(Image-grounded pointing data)
=== Begin Enclosure ===

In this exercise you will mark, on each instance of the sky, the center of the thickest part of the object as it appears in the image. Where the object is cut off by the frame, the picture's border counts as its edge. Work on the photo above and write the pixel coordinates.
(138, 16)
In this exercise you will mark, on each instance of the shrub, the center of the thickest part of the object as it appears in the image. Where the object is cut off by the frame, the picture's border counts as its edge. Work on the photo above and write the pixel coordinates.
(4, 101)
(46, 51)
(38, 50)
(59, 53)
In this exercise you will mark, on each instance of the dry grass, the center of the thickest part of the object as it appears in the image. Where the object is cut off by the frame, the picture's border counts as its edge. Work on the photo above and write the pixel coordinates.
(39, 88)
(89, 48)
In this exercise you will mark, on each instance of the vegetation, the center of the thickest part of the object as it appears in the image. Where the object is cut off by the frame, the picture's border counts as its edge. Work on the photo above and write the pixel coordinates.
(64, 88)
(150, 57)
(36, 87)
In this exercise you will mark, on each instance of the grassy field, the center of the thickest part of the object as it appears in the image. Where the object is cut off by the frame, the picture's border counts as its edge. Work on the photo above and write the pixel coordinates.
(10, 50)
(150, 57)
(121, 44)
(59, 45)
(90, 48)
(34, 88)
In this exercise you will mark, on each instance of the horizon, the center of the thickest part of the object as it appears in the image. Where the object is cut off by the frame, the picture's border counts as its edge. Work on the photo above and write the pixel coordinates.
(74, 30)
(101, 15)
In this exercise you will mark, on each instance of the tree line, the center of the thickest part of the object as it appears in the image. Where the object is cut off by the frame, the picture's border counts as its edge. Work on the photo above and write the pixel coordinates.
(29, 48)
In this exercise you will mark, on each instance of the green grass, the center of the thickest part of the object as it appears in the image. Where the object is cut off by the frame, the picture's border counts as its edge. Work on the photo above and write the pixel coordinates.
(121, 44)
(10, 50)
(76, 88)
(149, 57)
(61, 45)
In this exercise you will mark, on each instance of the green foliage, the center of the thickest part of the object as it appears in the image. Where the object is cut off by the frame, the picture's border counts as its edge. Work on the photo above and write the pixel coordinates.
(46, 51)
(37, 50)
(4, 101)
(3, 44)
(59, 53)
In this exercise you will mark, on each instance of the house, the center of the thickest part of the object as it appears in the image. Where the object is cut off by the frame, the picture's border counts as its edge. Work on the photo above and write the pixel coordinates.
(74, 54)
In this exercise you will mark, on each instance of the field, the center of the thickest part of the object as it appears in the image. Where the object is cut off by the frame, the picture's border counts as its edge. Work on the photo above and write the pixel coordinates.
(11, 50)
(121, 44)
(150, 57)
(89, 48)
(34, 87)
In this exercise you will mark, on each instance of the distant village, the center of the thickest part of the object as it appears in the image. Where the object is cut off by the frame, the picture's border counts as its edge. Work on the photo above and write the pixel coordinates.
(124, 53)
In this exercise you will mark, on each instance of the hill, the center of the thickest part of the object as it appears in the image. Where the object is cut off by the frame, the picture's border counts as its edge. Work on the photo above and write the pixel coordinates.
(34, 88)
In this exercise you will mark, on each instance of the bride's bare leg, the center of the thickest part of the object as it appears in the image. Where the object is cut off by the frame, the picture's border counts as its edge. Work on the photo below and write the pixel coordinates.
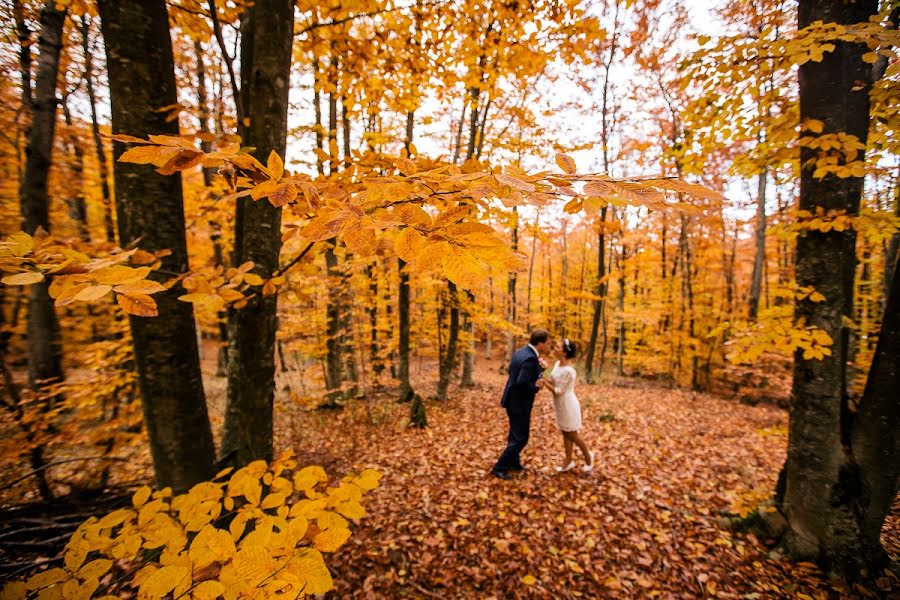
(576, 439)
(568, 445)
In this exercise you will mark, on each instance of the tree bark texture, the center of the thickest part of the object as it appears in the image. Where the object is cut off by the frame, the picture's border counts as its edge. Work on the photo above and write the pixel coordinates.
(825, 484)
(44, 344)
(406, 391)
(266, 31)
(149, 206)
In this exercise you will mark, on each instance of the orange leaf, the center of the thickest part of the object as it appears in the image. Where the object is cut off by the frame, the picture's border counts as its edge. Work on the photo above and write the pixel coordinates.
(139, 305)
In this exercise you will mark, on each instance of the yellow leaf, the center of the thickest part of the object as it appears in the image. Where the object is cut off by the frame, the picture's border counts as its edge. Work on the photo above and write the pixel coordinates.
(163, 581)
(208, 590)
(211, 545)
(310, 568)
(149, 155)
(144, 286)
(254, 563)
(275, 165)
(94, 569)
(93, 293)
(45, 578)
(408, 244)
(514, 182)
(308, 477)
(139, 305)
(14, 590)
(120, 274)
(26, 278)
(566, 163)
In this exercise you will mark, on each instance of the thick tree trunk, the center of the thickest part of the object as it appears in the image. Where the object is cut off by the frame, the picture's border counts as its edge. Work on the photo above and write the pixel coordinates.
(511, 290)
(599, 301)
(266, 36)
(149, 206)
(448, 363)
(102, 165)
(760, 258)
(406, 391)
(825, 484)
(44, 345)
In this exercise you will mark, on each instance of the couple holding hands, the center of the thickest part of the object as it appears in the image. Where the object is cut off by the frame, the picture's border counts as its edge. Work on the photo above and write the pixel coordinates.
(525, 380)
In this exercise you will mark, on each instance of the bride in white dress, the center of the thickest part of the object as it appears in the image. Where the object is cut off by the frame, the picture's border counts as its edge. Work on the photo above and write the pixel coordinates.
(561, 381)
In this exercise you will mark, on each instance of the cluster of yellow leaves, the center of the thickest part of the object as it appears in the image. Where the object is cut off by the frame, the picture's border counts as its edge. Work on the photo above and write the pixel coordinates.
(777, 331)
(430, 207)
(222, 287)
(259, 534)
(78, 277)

=== End Enclosure ===

Your answer must consist of the entries, unchanged, with no pictures in it.

In this exercise you will mark, on each instance of the sky, the center of the thickest part of the object as it appears in the image. Where the object is cut off by the frame, the picture's border counts as its edge. Work on the photo above and write the pixel coordinates.
(138, 16)
In this exercise you will mark, on each instance of the shrub, the center of the thickest part of the object as it appears in the image. Where the object is cut off by the frame, the picture's border counts as its edge. Work on the photo above and write the pixel coordinates.
(4, 101)
(46, 51)
(38, 50)
(59, 53)
In this exercise you will mark, on each instance of the dry grass, the center of the thickest part of the object as it appears in the image. Where the object is cut off by the frame, the picture's border counts as its edge. Work on the photo above and write the pixel coordinates.
(39, 88)
(89, 48)
In this exercise you will mark, on each instance of the vegetation, the center of the thickest part of the object as it appears in the image. Where the object is cut off by the frame, the picture's border counts as its edge. Work on the photo above and write the pixel coordinates.
(64, 88)
(150, 57)
(36, 87)
In this exercise you will mark, on each instance of the grassy field, the center of the thickest part of the object as it appears in the image. Where the object is cut off by the frame, the picture's border counts as its edge. Work on the photo above and write the pixel coordinates.
(10, 50)
(150, 57)
(121, 44)
(59, 45)
(90, 48)
(34, 88)
In this exercise you will mark, on each instance of the horizon, the center of the thickest part of the object as it appears in the image. Where the object is cut off by the frame, the picture's border counts as its edge. Work on the photo above and write the pixel coordinates.
(74, 30)
(101, 15)
In this exercise you will mark, on each instance of the tree line, the center of the thickest part of the object as it appears in the image. Where the object is cut off by the frame, the picture's border counts as its edge. Work on the photo above and write the pixel coordinates.
(29, 48)
In this exercise you will mark, on each instance of the green grass, the center of the thickest part of the object as it appears in the image. Where the object is cut off by the frame, the picture's border counts as its edge. Work on the photo above and write the pixel coordinates.
(121, 44)
(10, 50)
(76, 88)
(149, 57)
(61, 45)
In this exercise you will mark, on each instance of the green foliage, the center of the thickest part of the object as it appears in the image. Where the object is cut off by the frame, the picture's border counts as its edge. Work on the photo above and write the pixel coordinates.
(46, 51)
(37, 50)
(4, 101)
(3, 44)
(59, 53)
In this exercise you will mark, on each instance of the house, the center of the thickest part of the object as it appears in the image. Where the object is cut off by the frame, the picture's border counts as its edge. Work on the photo above and write the pixel coordinates.
(74, 54)
In this exercise you will mark, on each instance of the field, the center of the thickest part of the object as it appears in the image. Where the object is cut off by the frame, the picture's border counts as its edge. Work on the photo above and write the pixel coordinates.
(11, 50)
(121, 44)
(150, 57)
(89, 48)
(34, 87)
In this exercise you will mark, on each instance of the distant village, the center of the thickest part of the object as it appears in the image. Where the object is cut off by the frame, the picture's border counts as its edge. Work on the photo above and write the pixel coordinates.
(124, 53)
In this exercise you will mark, on each instance of the hill, the center of the thickest part of the object as it appears in the image. Where the object is cut off by the frame, the picture's border counts as its edge. Work on the photo above and write the pixel coordinates.
(34, 88)
In this exercise you will mark, on each instance of the bride's bare leg, the center of the thickest part of the object as it appears in the image. Where the object is cut off by the frame, the picture's border counts as its edge. Work on the photo below and write the pixel coordinates.
(576, 439)
(568, 445)
In this exercise you will mark, on each instance of the tree bark texture, the center of the thickest part of the object as it appears in the image. Where the object is cut off by the frame, the picture's border counts as its edge. Work on the photo above and write the pixel coordinates.
(825, 484)
(44, 344)
(406, 391)
(266, 31)
(149, 206)
In this exercise you will mark, on each instance of the orange leaf, the center of the thickest part of the object as it appears in the image. Where the object is cut off by the frame, the picture's border counts as its edge. Work on the photo above and write the pixel coordinates.
(139, 305)
In this exercise you will mark, on each instance of the yellow leaf, the center of the thickest part of the object as it appears in the image. Where the object is cut off by the frame, the picture's border counts as its edge. Work on the photo above and write the pixel coordinates.
(163, 581)
(208, 590)
(211, 545)
(310, 568)
(149, 155)
(144, 286)
(254, 563)
(275, 165)
(94, 569)
(93, 293)
(45, 578)
(408, 244)
(514, 182)
(308, 477)
(139, 305)
(14, 590)
(120, 274)
(26, 278)
(566, 163)
In this exercise you will mark, on each instance of the thick tree trunk, the center of the thickest part of the object as it appears in the image. Where the object is cut off by the frame, the picture's border counts as its edge. Work on the photo above and write the pixel coordinates.
(511, 290)
(599, 301)
(266, 36)
(149, 206)
(448, 363)
(102, 165)
(760, 258)
(406, 391)
(825, 484)
(44, 345)
In this exercise you will mark, on each instance of the couple holding hands, the center of the thickest part of the object as it appears in the image. Where the object is cut off by the frame, the picture's border counts as its edge. Work on the photo above and write the pixel coordinates.
(525, 380)
In this exercise you will mark, on each instance of the bride in white dress, the center of the thickest part of the object as it appears in the image. Where the object is cut off by the frame, the picture's border counts as its edge. Work on the photo above and write the pixel coordinates.
(561, 381)
In this exercise you will mark, on each instance of the cluster of yellow leaves, the center of the thickest part of the object as it appears in the image. Where the object is cut off by the frame, the picture's border counts as its edge. Work on the photo above and write the pixel coordinates.
(777, 331)
(430, 207)
(222, 287)
(259, 534)
(78, 277)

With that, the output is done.